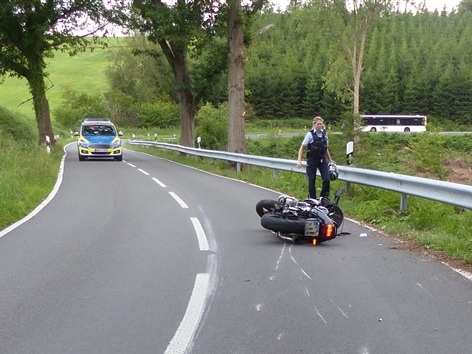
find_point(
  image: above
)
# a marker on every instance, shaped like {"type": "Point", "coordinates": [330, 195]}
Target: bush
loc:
{"type": "Point", "coordinates": [16, 127]}
{"type": "Point", "coordinates": [77, 105]}
{"type": "Point", "coordinates": [160, 114]}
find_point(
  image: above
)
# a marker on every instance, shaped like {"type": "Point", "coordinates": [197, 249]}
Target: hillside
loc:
{"type": "Point", "coordinates": [83, 72]}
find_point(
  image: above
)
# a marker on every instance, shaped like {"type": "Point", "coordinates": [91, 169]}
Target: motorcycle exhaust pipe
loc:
{"type": "Point", "coordinates": [292, 239]}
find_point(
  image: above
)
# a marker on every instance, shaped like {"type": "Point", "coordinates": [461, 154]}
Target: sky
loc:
{"type": "Point", "coordinates": [431, 4]}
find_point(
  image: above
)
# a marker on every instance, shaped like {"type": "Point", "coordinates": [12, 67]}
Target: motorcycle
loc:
{"type": "Point", "coordinates": [293, 220]}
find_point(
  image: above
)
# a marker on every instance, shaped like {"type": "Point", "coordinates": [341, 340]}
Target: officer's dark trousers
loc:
{"type": "Point", "coordinates": [311, 167]}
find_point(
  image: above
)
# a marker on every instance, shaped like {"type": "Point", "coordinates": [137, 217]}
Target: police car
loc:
{"type": "Point", "coordinates": [98, 138]}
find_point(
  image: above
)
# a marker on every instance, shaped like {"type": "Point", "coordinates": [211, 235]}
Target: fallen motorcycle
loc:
{"type": "Point", "coordinates": [293, 220]}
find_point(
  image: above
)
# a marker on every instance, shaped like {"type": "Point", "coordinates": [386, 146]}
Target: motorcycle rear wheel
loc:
{"type": "Point", "coordinates": [265, 206]}
{"type": "Point", "coordinates": [278, 223]}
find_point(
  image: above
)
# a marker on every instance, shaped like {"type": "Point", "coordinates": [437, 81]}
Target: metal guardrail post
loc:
{"type": "Point", "coordinates": [404, 203]}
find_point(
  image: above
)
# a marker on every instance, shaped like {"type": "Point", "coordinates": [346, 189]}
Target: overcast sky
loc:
{"type": "Point", "coordinates": [431, 4]}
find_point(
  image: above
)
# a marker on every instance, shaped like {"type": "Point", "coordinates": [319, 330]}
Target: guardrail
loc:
{"type": "Point", "coordinates": [445, 192]}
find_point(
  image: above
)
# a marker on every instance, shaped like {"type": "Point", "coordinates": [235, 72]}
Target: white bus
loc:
{"type": "Point", "coordinates": [393, 123]}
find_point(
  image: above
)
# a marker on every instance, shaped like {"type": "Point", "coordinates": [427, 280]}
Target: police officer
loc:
{"type": "Point", "coordinates": [316, 143]}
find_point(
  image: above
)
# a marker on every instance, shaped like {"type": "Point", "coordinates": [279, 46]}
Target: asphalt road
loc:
{"type": "Point", "coordinates": [148, 256]}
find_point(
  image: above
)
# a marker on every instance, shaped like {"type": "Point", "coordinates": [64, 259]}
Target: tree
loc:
{"type": "Point", "coordinates": [350, 26]}
{"type": "Point", "coordinates": [176, 28]}
{"type": "Point", "coordinates": [30, 31]}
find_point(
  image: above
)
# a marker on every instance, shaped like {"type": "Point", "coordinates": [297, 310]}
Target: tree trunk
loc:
{"type": "Point", "coordinates": [40, 104]}
{"type": "Point", "coordinates": [236, 103]}
{"type": "Point", "coordinates": [176, 57]}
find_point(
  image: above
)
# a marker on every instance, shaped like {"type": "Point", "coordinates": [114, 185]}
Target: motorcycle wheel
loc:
{"type": "Point", "coordinates": [265, 206]}
{"type": "Point", "coordinates": [279, 224]}
{"type": "Point", "coordinates": [337, 216]}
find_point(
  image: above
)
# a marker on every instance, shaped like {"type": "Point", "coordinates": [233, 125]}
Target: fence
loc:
{"type": "Point", "coordinates": [445, 192]}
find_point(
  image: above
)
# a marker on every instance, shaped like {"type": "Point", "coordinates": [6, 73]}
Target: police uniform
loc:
{"type": "Point", "coordinates": [316, 144]}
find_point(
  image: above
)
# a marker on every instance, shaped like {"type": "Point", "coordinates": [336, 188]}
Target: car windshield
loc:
{"type": "Point", "coordinates": [90, 130]}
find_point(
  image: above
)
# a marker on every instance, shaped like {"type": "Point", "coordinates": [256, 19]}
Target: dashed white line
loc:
{"type": "Point", "coordinates": [319, 315]}
{"type": "Point", "coordinates": [186, 331]}
{"type": "Point", "coordinates": [178, 200]}
{"type": "Point", "coordinates": [202, 239]}
{"type": "Point", "coordinates": [159, 182]}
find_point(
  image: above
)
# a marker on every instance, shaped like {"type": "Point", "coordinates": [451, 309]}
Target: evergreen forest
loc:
{"type": "Point", "coordinates": [414, 64]}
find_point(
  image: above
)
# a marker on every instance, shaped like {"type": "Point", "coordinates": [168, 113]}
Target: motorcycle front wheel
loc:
{"type": "Point", "coordinates": [278, 223]}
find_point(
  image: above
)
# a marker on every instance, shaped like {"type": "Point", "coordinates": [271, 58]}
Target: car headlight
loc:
{"type": "Point", "coordinates": [116, 144]}
{"type": "Point", "coordinates": [83, 144]}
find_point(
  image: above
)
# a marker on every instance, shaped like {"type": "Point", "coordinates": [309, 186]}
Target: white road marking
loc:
{"type": "Point", "coordinates": [159, 182]}
{"type": "Point", "coordinates": [186, 331]}
{"type": "Point", "coordinates": [45, 201]}
{"type": "Point", "coordinates": [319, 315]}
{"type": "Point", "coordinates": [278, 261]}
{"type": "Point", "coordinates": [339, 309]}
{"type": "Point", "coordinates": [178, 200]}
{"type": "Point", "coordinates": [202, 239]}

Task requirements.
What is needed here is each line above set down word for word, minus the images.

Your response.
find_point(
  image: above
)
# a marker on every instance, shaped like {"type": "Point", "coordinates": [330, 195]}
Target: bush
loc:
{"type": "Point", "coordinates": [16, 127]}
{"type": "Point", "coordinates": [77, 105]}
{"type": "Point", "coordinates": [160, 114]}
find_point(
  image: above
)
# a marker on every instance, shaped like {"type": "Point", "coordinates": [197, 249]}
Target: hillside
loc:
{"type": "Point", "coordinates": [83, 72]}
find_point(
  image: above
)
# a marker on every instance, shaped like {"type": "Point", "coordinates": [91, 169]}
Target: motorcycle exhaust pipe
loc:
{"type": "Point", "coordinates": [292, 239]}
find_point(
  image: above
)
# a marker on every instance, shaped like {"type": "Point", "coordinates": [461, 154]}
Target: sky
loc:
{"type": "Point", "coordinates": [431, 4]}
find_point(
  image: above
)
# a marker on every instance, shaped like {"type": "Point", "coordinates": [12, 67]}
Target: motorcycle
loc:
{"type": "Point", "coordinates": [293, 220]}
find_point(
  image: above
)
# a marker on every instance, shaped like {"type": "Point", "coordinates": [341, 340]}
Target: officer's dark trousers
loc:
{"type": "Point", "coordinates": [311, 167]}
find_point(
  image: above
)
# a marker on every instance, shaped like {"type": "Point", "coordinates": [137, 217]}
Target: police car
loc:
{"type": "Point", "coordinates": [98, 138]}
find_point(
  image: above
)
# a marker on every instance, shaped like {"type": "Point", "coordinates": [211, 235]}
Target: fallen motorcycle
loc:
{"type": "Point", "coordinates": [293, 220]}
find_point(
  image: above
)
# a marker on every instance, shaped like {"type": "Point", "coordinates": [386, 146]}
Target: motorcycle rear wheel
loc:
{"type": "Point", "coordinates": [265, 206]}
{"type": "Point", "coordinates": [278, 223]}
find_point(
  image: above
)
# a marker on every instance, shaped like {"type": "Point", "coordinates": [437, 81]}
Target: metal guardrail post
loc:
{"type": "Point", "coordinates": [404, 203]}
find_point(
  image: above
)
# a marker on every instance, shaped like {"type": "Point", "coordinates": [346, 189]}
Target: overcast sky
loc:
{"type": "Point", "coordinates": [431, 4]}
find_point(
  image: above
)
# a marker on every instance, shaped like {"type": "Point", "coordinates": [319, 330]}
Target: guardrail
loc:
{"type": "Point", "coordinates": [445, 192]}
find_point(
  image: above
)
# a marker on every instance, shaped like {"type": "Point", "coordinates": [235, 72]}
Target: white bus
loc:
{"type": "Point", "coordinates": [393, 123]}
find_point(
  image: above
)
# a marker on every instance, shaped like {"type": "Point", "coordinates": [427, 280]}
Target: police officer
loc:
{"type": "Point", "coordinates": [316, 143]}
find_point(
  image: above
)
# a marker on every instance, shaped like {"type": "Point", "coordinates": [279, 46]}
Target: asphalt road
loc:
{"type": "Point", "coordinates": [148, 256]}
find_point(
  image: above
)
# a marker on every instance, shaped like {"type": "Point", "coordinates": [64, 259]}
Target: tree
loc:
{"type": "Point", "coordinates": [350, 26]}
{"type": "Point", "coordinates": [176, 28]}
{"type": "Point", "coordinates": [30, 31]}
find_point(
  image: above
)
# a marker on every instance, shaped like {"type": "Point", "coordinates": [297, 310]}
Target: tree trunk
loc:
{"type": "Point", "coordinates": [40, 104]}
{"type": "Point", "coordinates": [236, 103]}
{"type": "Point", "coordinates": [176, 57]}
find_point(
  image: above
)
# a marker on every instance, shaped like {"type": "Point", "coordinates": [114, 185]}
Target: motorcycle wheel
loc:
{"type": "Point", "coordinates": [265, 206]}
{"type": "Point", "coordinates": [279, 224]}
{"type": "Point", "coordinates": [337, 216]}
find_point(
  image: above
)
# a marker on every instance, shaped like {"type": "Point", "coordinates": [233, 125]}
Target: fence
loc:
{"type": "Point", "coordinates": [445, 192]}
find_point(
  image: above
)
# a marker on every instance, shaped like {"type": "Point", "coordinates": [6, 73]}
Target: police uniform
loc:
{"type": "Point", "coordinates": [316, 144]}
find_point(
  image: above
)
# a marker on every instance, shaped like {"type": "Point", "coordinates": [336, 188]}
Target: car windshield
loc:
{"type": "Point", "coordinates": [90, 130]}
find_point(
  image: above
)
# a marker on every instance, shaped like {"type": "Point", "coordinates": [256, 19]}
Target: dashed white line
loc:
{"type": "Point", "coordinates": [319, 315]}
{"type": "Point", "coordinates": [186, 331]}
{"type": "Point", "coordinates": [178, 200]}
{"type": "Point", "coordinates": [202, 239]}
{"type": "Point", "coordinates": [159, 182]}
find_point(
  image: above
)
# a marker on every instance, shaped like {"type": "Point", "coordinates": [451, 309]}
Target: evergreen forest
loc:
{"type": "Point", "coordinates": [414, 64]}
find_point(
  image: above
)
# a marker on every instance, shaped like {"type": "Point", "coordinates": [168, 113]}
Target: motorcycle front wheel
loc:
{"type": "Point", "coordinates": [278, 223]}
find_point(
  image: above
)
# a marker on every instance, shaped like {"type": "Point", "coordinates": [271, 58]}
Target: car headlight
loc:
{"type": "Point", "coordinates": [116, 144]}
{"type": "Point", "coordinates": [83, 144]}
find_point(
  image: above
)
# a marker on every instance, shaped like {"type": "Point", "coordinates": [309, 186]}
Target: white road marking
loc:
{"type": "Point", "coordinates": [159, 182]}
{"type": "Point", "coordinates": [186, 331]}
{"type": "Point", "coordinates": [45, 201]}
{"type": "Point", "coordinates": [319, 315]}
{"type": "Point", "coordinates": [278, 261]}
{"type": "Point", "coordinates": [339, 309]}
{"type": "Point", "coordinates": [178, 200]}
{"type": "Point", "coordinates": [202, 239]}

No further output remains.